Records from a dataset
>>>>>

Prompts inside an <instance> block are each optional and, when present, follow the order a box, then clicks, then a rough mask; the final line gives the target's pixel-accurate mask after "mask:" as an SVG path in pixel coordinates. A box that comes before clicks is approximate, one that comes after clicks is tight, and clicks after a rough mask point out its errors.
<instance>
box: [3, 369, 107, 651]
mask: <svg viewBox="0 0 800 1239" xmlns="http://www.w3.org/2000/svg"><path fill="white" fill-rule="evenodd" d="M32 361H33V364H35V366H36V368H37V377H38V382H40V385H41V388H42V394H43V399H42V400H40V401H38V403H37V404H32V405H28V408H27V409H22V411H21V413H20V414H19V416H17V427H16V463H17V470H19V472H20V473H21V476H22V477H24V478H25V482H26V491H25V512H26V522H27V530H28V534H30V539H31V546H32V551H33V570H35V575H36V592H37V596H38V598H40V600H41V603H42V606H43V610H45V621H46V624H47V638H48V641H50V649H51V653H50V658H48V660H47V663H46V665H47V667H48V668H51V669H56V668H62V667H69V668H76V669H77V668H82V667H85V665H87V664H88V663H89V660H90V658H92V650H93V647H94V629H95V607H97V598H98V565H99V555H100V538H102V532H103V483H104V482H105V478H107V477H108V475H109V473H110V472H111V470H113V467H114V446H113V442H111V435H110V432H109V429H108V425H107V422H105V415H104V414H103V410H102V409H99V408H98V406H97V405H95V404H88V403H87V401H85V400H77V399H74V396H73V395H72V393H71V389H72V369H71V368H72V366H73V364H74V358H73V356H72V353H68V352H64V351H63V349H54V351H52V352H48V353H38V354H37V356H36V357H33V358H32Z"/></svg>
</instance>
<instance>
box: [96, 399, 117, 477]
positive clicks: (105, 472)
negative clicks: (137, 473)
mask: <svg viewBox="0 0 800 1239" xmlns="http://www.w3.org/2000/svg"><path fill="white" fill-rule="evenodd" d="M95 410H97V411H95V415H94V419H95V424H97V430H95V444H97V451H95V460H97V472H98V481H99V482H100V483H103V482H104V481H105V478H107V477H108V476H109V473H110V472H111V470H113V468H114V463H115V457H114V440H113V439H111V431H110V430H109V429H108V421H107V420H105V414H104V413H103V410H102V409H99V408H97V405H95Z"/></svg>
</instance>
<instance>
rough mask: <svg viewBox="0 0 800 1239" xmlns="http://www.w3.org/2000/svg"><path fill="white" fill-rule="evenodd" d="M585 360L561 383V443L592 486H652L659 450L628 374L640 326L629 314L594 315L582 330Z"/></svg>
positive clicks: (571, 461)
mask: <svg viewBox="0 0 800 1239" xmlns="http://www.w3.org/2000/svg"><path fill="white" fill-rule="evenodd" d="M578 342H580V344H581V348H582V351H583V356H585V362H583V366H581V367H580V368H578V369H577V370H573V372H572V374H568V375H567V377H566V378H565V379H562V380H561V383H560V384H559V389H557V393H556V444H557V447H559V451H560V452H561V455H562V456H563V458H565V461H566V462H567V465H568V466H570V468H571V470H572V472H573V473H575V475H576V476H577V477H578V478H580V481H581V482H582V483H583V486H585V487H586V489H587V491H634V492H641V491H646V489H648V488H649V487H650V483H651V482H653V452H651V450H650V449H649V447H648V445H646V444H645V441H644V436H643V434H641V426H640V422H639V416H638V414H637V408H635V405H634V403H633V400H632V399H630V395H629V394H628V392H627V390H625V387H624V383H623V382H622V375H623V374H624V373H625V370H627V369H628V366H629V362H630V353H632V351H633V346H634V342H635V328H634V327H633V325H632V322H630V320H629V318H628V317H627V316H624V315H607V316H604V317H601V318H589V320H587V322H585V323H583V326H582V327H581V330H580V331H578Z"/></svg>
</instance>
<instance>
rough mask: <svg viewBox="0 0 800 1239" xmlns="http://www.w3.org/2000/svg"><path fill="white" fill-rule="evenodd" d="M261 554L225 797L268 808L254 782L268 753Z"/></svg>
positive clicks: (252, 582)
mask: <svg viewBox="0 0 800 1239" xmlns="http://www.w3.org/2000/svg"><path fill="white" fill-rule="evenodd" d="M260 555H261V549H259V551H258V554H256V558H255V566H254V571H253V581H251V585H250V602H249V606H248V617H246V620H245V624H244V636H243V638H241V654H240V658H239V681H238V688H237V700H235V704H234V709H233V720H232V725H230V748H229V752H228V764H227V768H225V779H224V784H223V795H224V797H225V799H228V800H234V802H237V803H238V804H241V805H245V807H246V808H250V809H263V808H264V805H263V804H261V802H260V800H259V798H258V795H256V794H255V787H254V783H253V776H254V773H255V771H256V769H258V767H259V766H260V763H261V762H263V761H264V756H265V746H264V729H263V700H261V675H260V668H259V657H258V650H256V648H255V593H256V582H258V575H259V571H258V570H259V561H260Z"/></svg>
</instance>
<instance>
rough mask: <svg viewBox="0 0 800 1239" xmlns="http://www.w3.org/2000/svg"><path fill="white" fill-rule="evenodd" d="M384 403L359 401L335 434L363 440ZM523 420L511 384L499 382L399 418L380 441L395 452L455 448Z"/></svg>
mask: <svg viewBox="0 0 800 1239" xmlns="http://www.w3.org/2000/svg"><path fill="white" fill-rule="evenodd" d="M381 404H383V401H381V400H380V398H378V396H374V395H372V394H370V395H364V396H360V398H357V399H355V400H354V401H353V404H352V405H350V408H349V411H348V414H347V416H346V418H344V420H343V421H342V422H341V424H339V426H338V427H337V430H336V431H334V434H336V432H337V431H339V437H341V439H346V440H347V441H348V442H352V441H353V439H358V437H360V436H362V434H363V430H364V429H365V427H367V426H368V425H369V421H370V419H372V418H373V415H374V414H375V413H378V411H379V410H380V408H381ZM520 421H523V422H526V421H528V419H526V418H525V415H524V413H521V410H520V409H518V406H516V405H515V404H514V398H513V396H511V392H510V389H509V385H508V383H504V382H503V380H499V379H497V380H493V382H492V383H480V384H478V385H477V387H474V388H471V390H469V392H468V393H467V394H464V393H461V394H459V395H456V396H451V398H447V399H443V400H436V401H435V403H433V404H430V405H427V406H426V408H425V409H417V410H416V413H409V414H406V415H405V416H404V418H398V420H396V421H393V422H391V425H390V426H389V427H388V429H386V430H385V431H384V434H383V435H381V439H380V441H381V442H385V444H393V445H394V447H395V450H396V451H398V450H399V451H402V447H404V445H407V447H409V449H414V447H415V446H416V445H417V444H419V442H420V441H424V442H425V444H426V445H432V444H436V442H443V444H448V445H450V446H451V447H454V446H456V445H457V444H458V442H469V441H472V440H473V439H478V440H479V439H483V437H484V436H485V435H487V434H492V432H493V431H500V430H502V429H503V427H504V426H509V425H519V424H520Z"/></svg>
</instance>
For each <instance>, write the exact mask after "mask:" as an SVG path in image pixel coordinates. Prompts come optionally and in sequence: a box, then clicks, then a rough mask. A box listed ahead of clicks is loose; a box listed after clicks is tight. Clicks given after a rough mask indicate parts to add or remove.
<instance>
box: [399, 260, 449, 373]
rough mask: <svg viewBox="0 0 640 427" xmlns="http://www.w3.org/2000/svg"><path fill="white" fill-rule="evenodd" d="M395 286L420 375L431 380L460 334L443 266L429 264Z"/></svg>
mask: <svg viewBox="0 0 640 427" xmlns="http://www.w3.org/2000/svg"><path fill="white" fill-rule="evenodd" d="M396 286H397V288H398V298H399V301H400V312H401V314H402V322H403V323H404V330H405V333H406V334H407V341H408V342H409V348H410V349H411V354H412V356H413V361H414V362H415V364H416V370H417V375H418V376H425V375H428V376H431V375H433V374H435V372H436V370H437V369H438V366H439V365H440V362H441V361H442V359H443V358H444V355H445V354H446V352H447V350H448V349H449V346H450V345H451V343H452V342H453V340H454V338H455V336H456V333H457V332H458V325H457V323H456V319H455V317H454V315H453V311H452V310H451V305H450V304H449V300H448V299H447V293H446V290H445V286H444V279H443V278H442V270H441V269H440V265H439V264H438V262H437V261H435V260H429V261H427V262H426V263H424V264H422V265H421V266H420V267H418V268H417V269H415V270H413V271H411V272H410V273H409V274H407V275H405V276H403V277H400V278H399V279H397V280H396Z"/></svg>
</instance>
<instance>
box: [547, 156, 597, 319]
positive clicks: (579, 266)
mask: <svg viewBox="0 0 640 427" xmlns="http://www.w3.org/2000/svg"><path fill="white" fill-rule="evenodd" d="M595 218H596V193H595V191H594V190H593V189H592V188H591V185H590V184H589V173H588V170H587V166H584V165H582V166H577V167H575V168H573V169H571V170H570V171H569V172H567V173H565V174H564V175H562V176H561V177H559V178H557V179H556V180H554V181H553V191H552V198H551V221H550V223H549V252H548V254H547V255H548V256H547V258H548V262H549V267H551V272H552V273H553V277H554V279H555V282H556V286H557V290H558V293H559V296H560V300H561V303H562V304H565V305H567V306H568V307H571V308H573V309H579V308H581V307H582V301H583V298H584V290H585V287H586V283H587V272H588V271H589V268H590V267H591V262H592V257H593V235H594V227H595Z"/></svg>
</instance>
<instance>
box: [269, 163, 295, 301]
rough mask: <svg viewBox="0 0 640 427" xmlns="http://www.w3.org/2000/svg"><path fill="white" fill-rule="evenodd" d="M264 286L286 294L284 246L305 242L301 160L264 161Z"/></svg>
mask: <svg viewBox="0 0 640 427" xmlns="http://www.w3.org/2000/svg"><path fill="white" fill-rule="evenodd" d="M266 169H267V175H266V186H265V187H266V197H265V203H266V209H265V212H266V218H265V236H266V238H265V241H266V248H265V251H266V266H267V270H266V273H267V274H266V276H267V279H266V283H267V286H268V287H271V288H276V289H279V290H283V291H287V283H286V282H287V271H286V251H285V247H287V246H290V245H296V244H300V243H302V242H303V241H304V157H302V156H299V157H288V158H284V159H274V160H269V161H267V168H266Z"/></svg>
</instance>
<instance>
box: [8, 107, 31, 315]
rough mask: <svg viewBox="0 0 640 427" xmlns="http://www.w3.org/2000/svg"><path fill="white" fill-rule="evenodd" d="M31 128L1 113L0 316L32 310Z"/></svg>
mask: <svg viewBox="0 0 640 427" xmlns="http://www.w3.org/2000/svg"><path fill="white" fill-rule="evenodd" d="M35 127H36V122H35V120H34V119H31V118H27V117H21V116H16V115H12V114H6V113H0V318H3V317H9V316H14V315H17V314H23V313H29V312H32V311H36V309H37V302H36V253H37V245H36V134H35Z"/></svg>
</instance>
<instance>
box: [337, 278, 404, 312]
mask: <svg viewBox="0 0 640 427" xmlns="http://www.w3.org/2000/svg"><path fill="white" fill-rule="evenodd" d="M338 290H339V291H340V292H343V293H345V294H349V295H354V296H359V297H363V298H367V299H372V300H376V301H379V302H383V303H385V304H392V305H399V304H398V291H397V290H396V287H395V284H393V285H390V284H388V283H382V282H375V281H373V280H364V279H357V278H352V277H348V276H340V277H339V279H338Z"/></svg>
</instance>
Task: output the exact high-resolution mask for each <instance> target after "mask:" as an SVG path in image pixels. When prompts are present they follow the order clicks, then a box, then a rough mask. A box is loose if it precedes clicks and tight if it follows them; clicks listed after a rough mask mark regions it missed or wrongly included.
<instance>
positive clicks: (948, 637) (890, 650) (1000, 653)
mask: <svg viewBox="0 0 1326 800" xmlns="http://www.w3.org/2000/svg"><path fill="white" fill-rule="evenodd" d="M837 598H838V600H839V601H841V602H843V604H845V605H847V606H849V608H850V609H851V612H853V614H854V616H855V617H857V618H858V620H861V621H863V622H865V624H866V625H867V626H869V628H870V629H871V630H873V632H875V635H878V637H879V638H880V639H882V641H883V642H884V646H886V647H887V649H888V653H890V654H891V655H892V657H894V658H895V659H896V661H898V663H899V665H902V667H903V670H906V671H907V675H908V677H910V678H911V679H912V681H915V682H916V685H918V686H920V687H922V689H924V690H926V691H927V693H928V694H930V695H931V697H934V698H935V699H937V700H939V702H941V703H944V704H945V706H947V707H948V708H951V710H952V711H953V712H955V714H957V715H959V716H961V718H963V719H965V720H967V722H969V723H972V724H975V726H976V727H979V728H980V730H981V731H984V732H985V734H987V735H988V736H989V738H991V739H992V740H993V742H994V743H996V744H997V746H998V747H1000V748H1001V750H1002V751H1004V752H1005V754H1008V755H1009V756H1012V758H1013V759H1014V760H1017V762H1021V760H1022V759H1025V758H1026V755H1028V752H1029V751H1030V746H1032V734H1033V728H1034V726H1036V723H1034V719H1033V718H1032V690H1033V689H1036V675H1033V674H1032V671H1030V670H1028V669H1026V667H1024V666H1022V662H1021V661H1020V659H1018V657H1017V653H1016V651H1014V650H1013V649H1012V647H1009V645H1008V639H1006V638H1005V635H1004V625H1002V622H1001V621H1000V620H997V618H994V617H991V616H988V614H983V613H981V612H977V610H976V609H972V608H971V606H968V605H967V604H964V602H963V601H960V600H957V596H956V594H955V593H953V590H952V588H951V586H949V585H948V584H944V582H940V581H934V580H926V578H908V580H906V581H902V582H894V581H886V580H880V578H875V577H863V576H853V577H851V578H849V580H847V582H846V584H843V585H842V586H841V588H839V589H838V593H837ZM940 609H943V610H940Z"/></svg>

<<<<<

What you should do.
List every line in the listing above that contains the string "listed", and copy each of those lines in full.

Task solution.
For each <instance>, write the exact mask after "mask:" as an SVG path in image pixel coordinates. Prompts come optionally and in sequence: a box, then clicks, then a rough mask. A box listed ahead of clicks is loose; a box listed after clicks is tight. Clicks given after a rough mask indicate parts to add or remove.
Task: output the exact high-resolution mask for each <instance> target after "mask:" as an SVG path in image pixels. When prompts are present they follow the order clicks, then a box, then a rough mask. A box is loose if it precedes clicks and tight if it follows them; clicks listed after a rough mask mark regions it missed or wrongly included.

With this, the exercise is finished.